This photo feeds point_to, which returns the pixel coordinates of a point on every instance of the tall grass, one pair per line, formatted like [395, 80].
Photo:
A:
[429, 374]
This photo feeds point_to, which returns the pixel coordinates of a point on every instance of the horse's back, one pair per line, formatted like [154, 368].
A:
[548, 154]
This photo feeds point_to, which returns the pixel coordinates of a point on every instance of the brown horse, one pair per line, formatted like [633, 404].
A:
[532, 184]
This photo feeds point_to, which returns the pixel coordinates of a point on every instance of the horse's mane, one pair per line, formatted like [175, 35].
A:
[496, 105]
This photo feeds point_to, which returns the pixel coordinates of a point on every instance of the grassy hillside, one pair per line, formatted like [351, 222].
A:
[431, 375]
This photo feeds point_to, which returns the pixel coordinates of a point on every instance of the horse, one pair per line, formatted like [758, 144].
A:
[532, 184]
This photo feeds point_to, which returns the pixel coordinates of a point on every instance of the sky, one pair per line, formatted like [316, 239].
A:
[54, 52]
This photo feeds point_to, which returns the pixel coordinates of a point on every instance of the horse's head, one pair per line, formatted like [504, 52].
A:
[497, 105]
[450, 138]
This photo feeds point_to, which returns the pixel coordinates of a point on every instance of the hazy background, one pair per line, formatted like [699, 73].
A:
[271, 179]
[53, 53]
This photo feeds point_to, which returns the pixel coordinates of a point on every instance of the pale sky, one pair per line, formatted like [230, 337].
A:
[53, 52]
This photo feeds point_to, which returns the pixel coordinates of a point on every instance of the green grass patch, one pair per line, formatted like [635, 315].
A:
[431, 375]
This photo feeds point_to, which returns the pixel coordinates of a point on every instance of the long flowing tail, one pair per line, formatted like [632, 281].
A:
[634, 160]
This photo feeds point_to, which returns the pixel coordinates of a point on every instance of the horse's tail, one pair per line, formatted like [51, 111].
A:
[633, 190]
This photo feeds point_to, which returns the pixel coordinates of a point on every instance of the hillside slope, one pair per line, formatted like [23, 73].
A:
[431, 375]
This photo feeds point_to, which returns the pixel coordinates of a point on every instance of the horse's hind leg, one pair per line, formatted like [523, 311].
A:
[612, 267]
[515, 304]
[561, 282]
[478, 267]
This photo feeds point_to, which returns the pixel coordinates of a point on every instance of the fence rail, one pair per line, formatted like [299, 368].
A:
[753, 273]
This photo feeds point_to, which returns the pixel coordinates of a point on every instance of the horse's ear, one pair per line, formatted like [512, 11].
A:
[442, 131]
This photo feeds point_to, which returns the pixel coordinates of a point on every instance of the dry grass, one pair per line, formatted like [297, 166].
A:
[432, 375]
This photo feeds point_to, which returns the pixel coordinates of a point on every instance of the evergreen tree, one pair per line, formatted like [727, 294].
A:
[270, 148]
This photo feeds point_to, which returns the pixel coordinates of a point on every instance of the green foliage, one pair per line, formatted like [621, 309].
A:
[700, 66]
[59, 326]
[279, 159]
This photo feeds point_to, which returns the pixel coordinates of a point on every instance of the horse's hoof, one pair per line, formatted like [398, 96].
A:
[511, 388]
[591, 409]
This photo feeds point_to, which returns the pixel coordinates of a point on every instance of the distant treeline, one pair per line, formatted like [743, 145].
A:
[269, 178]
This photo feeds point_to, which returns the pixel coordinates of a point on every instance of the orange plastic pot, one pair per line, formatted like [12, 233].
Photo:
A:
________________
* Stated goal *
Please print all of the lines above exactly as they appear.

* Answer below *
This photo feeds point_to, which returns the pixel coordinates of a point on every instance of the tall grass, one pair per line, formatted like [395, 80].
Photo:
A:
[429, 374]
This photo feeds point_to, which returns the pixel coordinates of a point on every instance of the horse's back, one pair per line, formatted like [154, 368].
A:
[548, 154]
This photo feeds point_to, which returns the pixel coordinates of a point on every instance of the brown horse, one pair per line, formatted like [633, 404].
A:
[532, 184]
This photo feeds point_to, which returns the pixel coordinates of a point on every instance of the horse's mane, one pair per line, formatted like [175, 35].
A:
[496, 105]
This photo feeds point_to, which returns the pixel coordinates of a point on every instance of the grassy hillside, one pair per line, formatted like [351, 222].
A:
[431, 375]
This photo feeds point_to, which returns the pixel coordinates of a point on every instance of the horse, one pair per line, formatted like [758, 144].
A:
[532, 184]
This photo feeds point_to, which returns the pixel coordinates of a point on every instance of the sky, one pair per line, formatted like [316, 239].
A:
[54, 52]
This photo feeds point_to, which returns the pixel coordinates of a point on every instance of the horse's head, one pair per line, formatted like [504, 52].
A:
[497, 105]
[450, 138]
This photo feeds point_to, which returns the pixel coordinates of a point on every instance of the hazy background, one pair per line, formatted like [699, 73].
A:
[271, 179]
[53, 53]
This photo feeds point_to, which returns the pixel coordinates of a point on every instance of the pale sky, one pair per line, formatted like [230, 337].
A:
[53, 52]
This photo feeds point_to, which returns the pixel coordinates of a point on every instance of the green grass patch, one pair per line, formatted like [635, 315].
A:
[431, 375]
This photo feeds point_to, which returns the pixel coordinates of a point on every instance of the long flowing tail, one pair per line, formatted like [632, 281].
A:
[634, 160]
This photo feeds point_to, which returns the pixel coordinates of a point on every instance of the horse's tail, one pair per line, formatted like [51, 111].
A:
[633, 190]
This photo feeds point_to, which returns the pixel coordinates of a point on every instance of the hillside slope, one pair per line, formatted like [23, 73].
A:
[431, 375]
This photo feeds point_to, which returns the pixel coordinates of a point on every instance of the horse's hind leg, one pair per line, formatted like [523, 311].
A:
[612, 267]
[515, 304]
[561, 282]
[478, 267]
This photo feeds point_to, which returns the pixel coordinates of a point on every instance of the fence rail, one pair per line, formatted like [299, 368].
A:
[753, 273]
This photo feeds point_to, which returns the pixel coordinates of a point on every instance of the horse's ear, one pair per line, formatted like [512, 11].
A:
[442, 131]
This photo feeds point_to, which returns the pixel coordinates of a point on every instance of the dry grass, one pair per line, formatted like [297, 166].
A:
[432, 375]
This photo feeds point_to, which returns the pixel coordinates of a point on every instance of the evergreen tree, one pair per line, formatted like [727, 294].
A:
[270, 148]
This photo feeds point_to, which returns the pixel coordinates of a point on every instance of the green foliage, one pair per line, formatted like [621, 309].
A:
[700, 66]
[59, 326]
[279, 159]
This photo feeds point_to, which returns the pixel coordinates of a point on every instance of the horse's hoof, one pair per line, formatted like [398, 96].
A:
[511, 388]
[591, 409]
This photo feeds point_to, which returns the pixel coordinates of a point on every instance of the distant treeline, one pair per line, formatted like [743, 145].
A:
[269, 178]
This photo feeds point_to, which returns the pixel coordinates of a point on every instance of the orange plastic pot, one pair per line, formatted like [12, 233].
Photo:
A:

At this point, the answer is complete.